Lack of response within the stated time would prompt a follow-up call. A
checklist would make it easier to ensure that every step of this procedure is
completed.
Don’t count
on luck when interacting on critical, time-sensitive issues: verify email delivery
as a matter of course using a different communications channel for positive
confirmation of receipt.
I first started using email in 1982 at work, when I was a “systems engineer” for Hewlett-Packard Canada. In the early 1980s, E-mail was restricted mostly to businesses and academic users; a few thousand individuals exchanged messages through bulletin board systems (BBSs), and there were various schemes for mail relay among BBSs and value-added networks (VANs) such as Prodigy and CompuServe. Basically, amateurs did not have much exposure to electronic communications.
In contrast, today millions of people have grown up using email, chat rooms and news groups from their childhood or youth, quite apart from businesses and formal organizations. Because of the rapid rise of these high-tech communications media, there has been a rupture in civility. There is a disjunction between the customs of civility and courtesy that were defined for earlier generations in terms of speech, telephone and written communications and the habits of a couple of generations who have developed their own style almost free of guidance from older people.
There is nothing unusual about different modes of communication for different contexts; conversational spoken language, for example, sounds quite different from the formal speech of conferences or the structured writing of an article.
Speech between two long-married people, for example, is highly idiosyncratic. Jean-Paul Sartre once said that a good marriage is like a conversation that never ends, but the conversation becomes quite peculiar after a while. I remember my wife’s and my amusement when we heard a tape we accidentally made during a car trip when we must have somehow gotten a recorder going: it sounded completely off the wall (“Is that surprising?” I imagine some of you thinking) with sentence fragments, long companionable pauses, code words (e.g., “Do I have baboons?” “No, you have no baboons.”), resumption of topics many minutes later as if there had been no intervening content, and a general lack of any obvious structure.
From a business point of view, however, some of the people most comfortable with electronic communications have developed some bad habits. This series will serve as a guide to standards of appropriate behavior when employees are communicating online. Topic areas include
· Selling products and services
· Spam
· Responsible posting: The prime directive of corporate Net use
· Responsible posting in discussion groups
· Rejecting dishonesty in advertising
· Operational security (OPSEC) in release of company-confidential data
There is nothing inherently unethical about using the Net for selling products and services, but there are some fundamental problems peculiar to the Net: messages can be
· Immortal
· Modified and become inaccurate
· Forged
· Unwanted.
Messages circulate on the Net without central control. Old copies of documents reside on individual servers and workstations and can be resuscitated years later. Imagine an advertisement for a special price on a company’s product; having a client ask for that price two years later might cause problems if conditions have changed. However, from the client’s point of view, the message may have arrived from a friend yesterday; even if the supplier explains that the sale is over, the client may be disappointed and perhaps even angry. From a commercial perspective, all communications offering goods and services ought to have a date of origin and an expiration date.

**Data lines:**
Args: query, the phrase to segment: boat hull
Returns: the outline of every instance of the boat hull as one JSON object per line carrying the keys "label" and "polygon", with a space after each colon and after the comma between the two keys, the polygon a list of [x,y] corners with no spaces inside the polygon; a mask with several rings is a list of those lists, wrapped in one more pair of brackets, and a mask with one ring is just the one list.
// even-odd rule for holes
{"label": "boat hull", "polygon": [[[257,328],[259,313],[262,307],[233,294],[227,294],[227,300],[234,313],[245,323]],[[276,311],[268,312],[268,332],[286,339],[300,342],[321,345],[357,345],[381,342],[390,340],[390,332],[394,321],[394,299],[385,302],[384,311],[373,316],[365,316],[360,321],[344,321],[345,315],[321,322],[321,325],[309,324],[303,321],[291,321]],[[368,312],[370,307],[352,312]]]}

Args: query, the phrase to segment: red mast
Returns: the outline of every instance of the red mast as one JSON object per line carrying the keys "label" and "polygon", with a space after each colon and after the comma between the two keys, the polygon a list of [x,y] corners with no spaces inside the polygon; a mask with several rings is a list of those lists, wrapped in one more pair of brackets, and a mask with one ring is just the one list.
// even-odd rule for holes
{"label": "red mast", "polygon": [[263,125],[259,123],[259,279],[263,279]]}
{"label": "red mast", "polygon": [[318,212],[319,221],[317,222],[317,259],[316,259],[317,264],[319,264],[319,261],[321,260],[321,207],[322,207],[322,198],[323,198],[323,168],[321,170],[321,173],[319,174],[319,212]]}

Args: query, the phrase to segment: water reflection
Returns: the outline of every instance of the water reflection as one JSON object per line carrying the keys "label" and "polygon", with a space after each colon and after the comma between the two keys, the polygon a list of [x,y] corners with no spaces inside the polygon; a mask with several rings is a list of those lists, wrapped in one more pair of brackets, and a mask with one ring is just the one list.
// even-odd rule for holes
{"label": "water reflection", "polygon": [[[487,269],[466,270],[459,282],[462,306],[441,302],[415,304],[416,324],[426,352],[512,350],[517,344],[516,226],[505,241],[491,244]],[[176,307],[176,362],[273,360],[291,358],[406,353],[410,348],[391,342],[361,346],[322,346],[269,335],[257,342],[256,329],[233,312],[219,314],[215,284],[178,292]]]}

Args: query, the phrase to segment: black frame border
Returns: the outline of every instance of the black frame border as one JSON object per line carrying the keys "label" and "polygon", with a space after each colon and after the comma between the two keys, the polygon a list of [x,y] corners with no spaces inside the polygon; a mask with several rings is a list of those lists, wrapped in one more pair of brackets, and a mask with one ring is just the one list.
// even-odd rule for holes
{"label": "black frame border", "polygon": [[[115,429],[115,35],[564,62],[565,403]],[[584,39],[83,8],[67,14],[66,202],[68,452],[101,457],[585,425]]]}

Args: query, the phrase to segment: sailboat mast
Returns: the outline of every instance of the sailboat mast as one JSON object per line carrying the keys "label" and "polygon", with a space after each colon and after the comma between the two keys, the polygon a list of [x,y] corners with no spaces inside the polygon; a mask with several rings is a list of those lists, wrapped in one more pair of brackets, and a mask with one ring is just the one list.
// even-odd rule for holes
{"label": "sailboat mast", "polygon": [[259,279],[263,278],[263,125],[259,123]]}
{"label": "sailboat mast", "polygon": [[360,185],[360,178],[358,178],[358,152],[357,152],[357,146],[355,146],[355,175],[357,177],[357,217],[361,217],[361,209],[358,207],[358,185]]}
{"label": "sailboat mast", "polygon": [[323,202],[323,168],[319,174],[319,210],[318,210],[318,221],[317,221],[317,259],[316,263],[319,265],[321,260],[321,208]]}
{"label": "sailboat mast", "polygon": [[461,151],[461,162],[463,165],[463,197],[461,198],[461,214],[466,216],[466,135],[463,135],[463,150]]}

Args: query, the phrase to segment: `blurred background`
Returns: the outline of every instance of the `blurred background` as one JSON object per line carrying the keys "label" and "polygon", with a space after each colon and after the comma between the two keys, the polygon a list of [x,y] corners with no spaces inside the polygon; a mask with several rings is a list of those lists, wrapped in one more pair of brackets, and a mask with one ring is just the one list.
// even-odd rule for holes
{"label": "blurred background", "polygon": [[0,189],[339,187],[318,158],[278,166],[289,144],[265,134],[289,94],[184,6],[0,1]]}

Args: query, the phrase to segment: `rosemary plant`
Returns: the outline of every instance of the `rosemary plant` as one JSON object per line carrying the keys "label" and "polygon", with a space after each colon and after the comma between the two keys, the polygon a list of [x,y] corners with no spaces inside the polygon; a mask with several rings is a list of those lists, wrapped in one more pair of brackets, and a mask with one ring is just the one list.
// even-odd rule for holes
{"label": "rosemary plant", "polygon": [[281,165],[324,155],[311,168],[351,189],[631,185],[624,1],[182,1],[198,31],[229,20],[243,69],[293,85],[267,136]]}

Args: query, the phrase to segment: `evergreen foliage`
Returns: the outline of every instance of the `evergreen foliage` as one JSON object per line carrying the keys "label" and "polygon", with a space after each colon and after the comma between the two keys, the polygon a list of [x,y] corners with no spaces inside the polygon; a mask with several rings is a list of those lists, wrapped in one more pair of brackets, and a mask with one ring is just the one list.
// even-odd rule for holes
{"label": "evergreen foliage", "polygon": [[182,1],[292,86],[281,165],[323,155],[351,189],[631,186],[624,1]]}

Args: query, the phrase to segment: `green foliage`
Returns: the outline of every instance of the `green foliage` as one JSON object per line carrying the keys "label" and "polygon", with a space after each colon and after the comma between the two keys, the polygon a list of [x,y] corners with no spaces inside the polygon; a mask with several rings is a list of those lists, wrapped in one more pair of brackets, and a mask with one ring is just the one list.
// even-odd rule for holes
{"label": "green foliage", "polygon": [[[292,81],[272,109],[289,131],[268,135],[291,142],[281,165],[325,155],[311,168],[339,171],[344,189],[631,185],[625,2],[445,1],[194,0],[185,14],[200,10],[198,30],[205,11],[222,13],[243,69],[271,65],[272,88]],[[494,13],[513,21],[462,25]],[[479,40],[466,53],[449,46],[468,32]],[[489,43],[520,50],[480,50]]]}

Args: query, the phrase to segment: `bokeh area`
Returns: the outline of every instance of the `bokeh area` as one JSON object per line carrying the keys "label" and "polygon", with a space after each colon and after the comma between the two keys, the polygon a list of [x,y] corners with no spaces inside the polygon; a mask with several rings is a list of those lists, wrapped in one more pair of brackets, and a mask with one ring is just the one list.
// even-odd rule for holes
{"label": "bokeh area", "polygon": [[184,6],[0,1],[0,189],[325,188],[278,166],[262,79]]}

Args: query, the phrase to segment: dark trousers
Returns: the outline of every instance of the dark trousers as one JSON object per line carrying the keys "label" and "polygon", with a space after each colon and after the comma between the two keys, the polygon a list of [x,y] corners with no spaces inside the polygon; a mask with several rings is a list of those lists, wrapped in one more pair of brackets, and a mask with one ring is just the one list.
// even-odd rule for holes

**Parts of the exercise:**
a – Answer the following questions using the passage on email etiquette:
(i) In what year did the writer first begin using email at work?
(ii) Which two value-added networks does the passage name?
(iii) What two dates should all communications offering goods and services carry?
b – Transcribe the portion of the passage on email etiquette starting at "In contrast, today" and ending at "of an article.".

**Outputs:**
a –
(i) 1982
(ii) Prodigy and CompuServe
(iii) A date of origin and an expiration date

b –
In contrast, today millions of people have grown up using email, chat rooms and news groups from their childhood or youth, quite apart from businesses and formal organizations. Because of the rapid rise of these high-tech communications media, there has been a rupture in civility. There is a disjunction between the customs of civility and courtesy that were defined for earlier generations in terms of speech, telephone and written communications and the habits of a couple of generations who have developed their own style almost free of guidance from older people.
There is nothing unusual about different modes of communication for different contexts; conversational spoken language, for example, sounds quite different from the formal speech of conferences or the structured writing of an article.